■ Instruction: Reproduce verbatim the portion of the material below that starts at the line containing "white baseball cleat." and ends at the line containing "[[730, 501]]", both lines included. Provide nothing beyond those lines.

■ Records shown:
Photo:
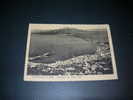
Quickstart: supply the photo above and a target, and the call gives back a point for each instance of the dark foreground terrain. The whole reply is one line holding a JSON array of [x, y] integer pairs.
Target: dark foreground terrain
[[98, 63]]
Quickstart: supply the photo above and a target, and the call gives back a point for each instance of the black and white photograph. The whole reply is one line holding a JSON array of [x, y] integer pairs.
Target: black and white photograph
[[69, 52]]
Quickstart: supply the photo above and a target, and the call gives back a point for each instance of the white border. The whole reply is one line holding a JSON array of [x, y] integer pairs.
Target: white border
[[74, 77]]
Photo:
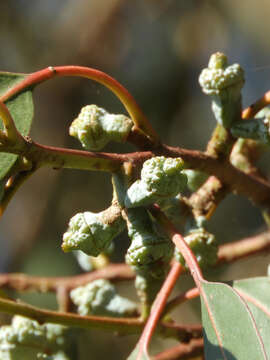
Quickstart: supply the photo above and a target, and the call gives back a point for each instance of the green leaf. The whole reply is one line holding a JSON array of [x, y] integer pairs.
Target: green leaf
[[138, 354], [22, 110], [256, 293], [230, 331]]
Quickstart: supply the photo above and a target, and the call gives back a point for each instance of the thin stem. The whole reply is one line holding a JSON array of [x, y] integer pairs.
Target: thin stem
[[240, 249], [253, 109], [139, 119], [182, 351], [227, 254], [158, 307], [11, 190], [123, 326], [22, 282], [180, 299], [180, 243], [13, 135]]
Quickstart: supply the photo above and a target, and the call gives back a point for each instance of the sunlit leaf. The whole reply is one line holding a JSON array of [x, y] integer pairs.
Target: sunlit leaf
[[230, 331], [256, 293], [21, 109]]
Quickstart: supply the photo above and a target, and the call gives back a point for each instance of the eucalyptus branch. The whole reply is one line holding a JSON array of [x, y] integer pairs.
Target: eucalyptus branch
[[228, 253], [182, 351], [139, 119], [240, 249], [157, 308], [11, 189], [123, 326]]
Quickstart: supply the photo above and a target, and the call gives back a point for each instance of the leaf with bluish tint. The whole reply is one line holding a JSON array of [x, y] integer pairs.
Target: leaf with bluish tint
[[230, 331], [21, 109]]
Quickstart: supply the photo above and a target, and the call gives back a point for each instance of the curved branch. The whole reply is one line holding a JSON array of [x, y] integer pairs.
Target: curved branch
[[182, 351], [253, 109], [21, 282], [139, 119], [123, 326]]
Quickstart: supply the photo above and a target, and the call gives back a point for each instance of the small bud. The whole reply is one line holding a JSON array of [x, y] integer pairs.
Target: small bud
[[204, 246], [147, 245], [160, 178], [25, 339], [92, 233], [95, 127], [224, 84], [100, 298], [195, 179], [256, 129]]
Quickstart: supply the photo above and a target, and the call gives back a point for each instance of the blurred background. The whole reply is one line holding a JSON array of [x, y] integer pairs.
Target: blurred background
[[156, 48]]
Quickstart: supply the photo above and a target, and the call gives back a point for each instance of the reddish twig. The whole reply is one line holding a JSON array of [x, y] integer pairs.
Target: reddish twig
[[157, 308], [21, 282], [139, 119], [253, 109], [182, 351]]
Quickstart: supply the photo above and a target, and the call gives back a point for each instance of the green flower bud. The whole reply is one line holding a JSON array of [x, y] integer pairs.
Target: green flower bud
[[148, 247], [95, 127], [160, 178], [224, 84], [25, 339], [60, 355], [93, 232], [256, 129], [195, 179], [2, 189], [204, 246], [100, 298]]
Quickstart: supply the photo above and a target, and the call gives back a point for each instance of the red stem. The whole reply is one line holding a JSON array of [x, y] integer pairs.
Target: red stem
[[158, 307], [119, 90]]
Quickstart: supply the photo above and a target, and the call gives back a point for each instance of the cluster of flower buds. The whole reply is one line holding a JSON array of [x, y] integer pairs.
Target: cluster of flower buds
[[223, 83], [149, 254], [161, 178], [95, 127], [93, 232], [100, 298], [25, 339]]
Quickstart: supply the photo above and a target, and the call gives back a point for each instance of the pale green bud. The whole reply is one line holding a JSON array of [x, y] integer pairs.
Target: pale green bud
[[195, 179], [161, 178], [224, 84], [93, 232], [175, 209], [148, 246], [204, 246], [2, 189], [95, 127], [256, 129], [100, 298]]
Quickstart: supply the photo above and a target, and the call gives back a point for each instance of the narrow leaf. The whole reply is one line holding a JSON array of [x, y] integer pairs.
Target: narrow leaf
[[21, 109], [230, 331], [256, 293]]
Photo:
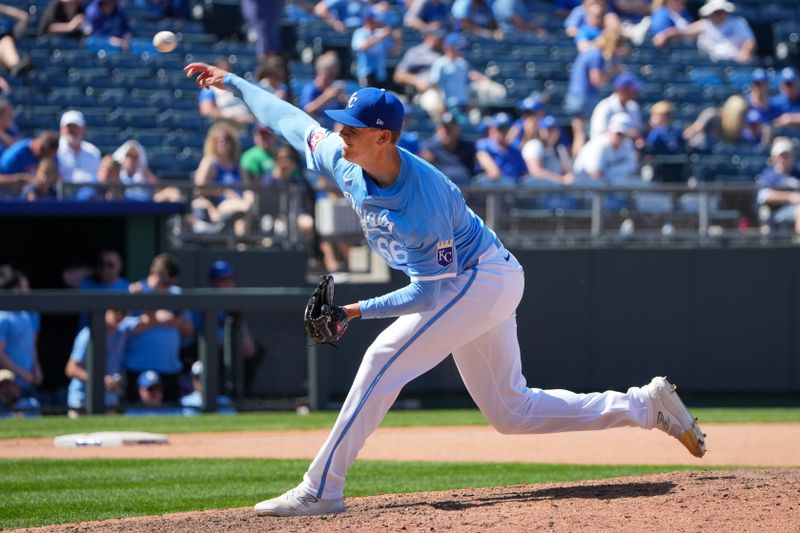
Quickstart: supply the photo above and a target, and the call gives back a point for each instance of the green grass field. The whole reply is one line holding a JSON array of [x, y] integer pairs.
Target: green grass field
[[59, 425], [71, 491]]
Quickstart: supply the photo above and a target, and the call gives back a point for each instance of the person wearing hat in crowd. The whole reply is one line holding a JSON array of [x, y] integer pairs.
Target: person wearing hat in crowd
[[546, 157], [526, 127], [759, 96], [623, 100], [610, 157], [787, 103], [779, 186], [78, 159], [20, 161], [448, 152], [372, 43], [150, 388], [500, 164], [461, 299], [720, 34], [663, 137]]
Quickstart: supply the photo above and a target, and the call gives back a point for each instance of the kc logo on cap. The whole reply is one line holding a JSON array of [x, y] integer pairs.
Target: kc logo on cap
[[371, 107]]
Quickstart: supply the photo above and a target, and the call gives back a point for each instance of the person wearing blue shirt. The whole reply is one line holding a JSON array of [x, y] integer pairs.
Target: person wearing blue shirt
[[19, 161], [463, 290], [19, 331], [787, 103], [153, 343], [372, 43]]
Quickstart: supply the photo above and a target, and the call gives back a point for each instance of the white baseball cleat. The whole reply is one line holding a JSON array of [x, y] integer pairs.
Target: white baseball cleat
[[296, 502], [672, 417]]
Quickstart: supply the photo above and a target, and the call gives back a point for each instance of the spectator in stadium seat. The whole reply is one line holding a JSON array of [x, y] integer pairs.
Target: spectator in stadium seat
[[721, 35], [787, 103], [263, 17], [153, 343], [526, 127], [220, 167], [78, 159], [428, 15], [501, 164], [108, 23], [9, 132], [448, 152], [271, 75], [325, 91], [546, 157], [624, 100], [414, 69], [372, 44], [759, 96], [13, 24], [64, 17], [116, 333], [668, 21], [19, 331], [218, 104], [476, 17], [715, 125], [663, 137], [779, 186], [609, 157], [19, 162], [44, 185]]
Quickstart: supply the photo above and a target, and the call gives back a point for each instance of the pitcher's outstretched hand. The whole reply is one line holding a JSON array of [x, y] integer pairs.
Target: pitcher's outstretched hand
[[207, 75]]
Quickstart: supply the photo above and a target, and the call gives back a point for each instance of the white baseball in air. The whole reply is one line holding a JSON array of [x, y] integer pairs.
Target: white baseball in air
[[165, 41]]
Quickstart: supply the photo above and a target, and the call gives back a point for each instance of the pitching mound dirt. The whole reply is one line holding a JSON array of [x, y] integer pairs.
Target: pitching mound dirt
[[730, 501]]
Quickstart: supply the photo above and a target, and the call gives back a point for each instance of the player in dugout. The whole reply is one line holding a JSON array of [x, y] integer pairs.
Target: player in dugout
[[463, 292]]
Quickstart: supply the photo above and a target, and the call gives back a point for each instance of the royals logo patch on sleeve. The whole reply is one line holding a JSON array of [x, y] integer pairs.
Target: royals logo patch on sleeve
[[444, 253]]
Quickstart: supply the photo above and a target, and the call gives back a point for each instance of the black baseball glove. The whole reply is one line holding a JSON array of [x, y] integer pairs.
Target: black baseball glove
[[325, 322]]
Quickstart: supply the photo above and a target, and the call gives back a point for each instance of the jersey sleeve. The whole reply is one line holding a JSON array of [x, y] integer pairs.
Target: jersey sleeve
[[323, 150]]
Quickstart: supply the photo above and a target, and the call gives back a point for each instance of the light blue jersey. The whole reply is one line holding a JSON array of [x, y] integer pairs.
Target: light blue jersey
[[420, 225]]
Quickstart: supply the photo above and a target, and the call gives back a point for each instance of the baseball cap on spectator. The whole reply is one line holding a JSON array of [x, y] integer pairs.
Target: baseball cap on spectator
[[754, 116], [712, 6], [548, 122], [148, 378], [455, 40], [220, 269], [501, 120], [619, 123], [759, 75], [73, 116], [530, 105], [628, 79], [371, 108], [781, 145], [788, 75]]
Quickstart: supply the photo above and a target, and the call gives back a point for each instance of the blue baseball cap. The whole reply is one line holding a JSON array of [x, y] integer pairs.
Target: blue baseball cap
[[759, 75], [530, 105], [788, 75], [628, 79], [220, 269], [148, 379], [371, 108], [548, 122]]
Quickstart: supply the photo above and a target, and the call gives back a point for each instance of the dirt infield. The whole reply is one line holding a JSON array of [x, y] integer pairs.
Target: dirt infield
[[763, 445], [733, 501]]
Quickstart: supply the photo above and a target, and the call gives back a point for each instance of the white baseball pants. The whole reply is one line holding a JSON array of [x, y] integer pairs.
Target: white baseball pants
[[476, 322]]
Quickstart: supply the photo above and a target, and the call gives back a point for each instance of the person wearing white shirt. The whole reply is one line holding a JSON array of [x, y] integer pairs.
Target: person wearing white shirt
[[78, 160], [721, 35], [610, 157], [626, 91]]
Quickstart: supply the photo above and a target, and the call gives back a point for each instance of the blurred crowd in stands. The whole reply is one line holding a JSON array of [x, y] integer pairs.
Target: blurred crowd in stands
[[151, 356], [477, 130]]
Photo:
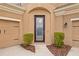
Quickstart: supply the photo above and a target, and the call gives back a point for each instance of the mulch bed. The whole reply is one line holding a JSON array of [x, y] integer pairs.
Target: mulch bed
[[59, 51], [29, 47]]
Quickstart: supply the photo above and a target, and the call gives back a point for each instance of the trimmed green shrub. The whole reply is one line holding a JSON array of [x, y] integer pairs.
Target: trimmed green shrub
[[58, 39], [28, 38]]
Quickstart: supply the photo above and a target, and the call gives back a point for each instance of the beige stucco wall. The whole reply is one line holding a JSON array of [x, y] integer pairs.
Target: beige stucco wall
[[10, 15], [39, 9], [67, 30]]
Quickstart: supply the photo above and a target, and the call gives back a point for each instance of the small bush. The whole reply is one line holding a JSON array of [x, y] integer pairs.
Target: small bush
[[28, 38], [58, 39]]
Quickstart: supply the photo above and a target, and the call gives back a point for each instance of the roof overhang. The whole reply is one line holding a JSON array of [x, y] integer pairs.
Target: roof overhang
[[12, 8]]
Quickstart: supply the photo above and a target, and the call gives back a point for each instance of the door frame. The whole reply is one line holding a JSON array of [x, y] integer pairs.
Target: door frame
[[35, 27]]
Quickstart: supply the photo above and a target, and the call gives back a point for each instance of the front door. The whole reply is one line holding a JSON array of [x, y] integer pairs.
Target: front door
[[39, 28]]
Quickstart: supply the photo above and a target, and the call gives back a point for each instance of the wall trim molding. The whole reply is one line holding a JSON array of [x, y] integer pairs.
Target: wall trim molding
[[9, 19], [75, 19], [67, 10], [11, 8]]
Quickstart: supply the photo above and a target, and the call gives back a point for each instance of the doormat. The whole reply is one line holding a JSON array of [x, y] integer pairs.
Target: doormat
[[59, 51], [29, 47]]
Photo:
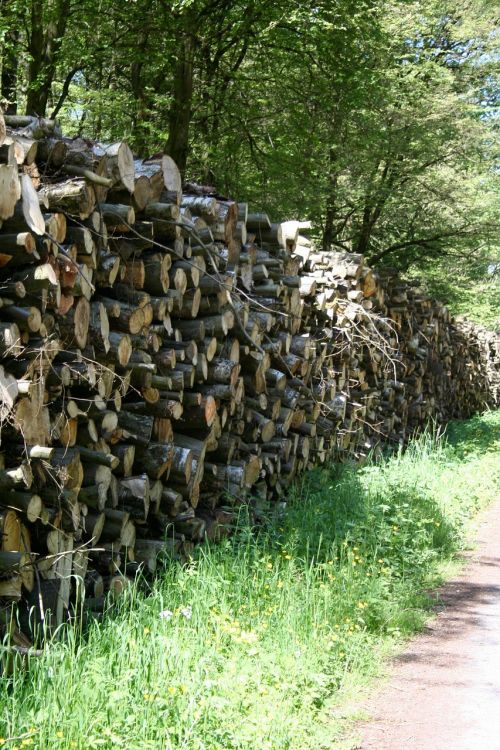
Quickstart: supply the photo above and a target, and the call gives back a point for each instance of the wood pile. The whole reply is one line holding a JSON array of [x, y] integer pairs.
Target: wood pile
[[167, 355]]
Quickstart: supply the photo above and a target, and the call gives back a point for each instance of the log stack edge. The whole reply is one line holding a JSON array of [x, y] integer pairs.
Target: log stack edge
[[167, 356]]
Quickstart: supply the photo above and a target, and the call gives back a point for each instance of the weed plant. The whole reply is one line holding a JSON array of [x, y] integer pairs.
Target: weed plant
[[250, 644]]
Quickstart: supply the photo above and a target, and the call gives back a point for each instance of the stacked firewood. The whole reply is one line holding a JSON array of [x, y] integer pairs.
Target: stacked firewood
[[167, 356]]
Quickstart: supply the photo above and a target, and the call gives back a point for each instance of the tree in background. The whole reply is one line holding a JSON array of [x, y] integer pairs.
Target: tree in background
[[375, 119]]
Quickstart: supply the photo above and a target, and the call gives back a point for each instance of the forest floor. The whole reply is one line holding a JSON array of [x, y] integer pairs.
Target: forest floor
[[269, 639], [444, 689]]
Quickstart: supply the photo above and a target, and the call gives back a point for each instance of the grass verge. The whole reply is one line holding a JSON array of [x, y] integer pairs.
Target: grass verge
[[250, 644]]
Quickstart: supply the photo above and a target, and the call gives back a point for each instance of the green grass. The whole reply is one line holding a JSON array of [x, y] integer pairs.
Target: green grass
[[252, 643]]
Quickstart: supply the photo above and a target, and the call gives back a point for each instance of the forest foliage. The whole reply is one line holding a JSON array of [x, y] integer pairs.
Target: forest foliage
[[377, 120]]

■ Reply to the task:
Quickstart: supply the photo above and a target, and the call gives back a point for each instance of the white baseball cleat. The whole reply is one line holding a JSON array of [x, y] integer pairs.
Target: white baseball cleat
[[296, 502], [672, 417]]
Quickstart: supply the photo above and a target, and the call gives back a point for each instance of the spectator in stadium seat. The whole reply is one line holding a JSON array of [x, y] integer pairs.
Target: spectator in stadium seat
[[721, 35], [787, 103], [263, 17], [153, 343], [526, 127], [220, 167], [78, 159], [428, 15], [501, 164], [108, 23], [9, 132], [448, 152], [271, 75], [325, 91], [546, 157], [624, 100], [414, 69], [372, 44], [759, 96], [13, 24], [64, 17], [116, 333], [668, 21], [19, 331], [218, 104], [476, 17], [715, 125], [663, 137], [779, 186], [609, 157], [19, 162], [44, 185]]
Quickstart: supply the photo above and a target, and the call gives back a point for each instance of the pitcher's outstretched hand. The whole reply is one line holding a JSON array of [x, y] integer pairs.
Target: pitcher's outstretched hand
[[207, 75]]
Quickstart: supply the photo above and a target, and the call gives back a point for each instance of the white baseball in air. The whole reply is one line holding a JSON array of [x, y] integer pairs.
Target: white baseball in air
[[165, 41]]
Quickstart: supply the photo above and a target, and the call gives back a point for each instance of the pitching mound dirt. The whole reply is one line holding a JSON array of [x, y] integer pairs.
Target: pitching mound dirt
[[730, 501]]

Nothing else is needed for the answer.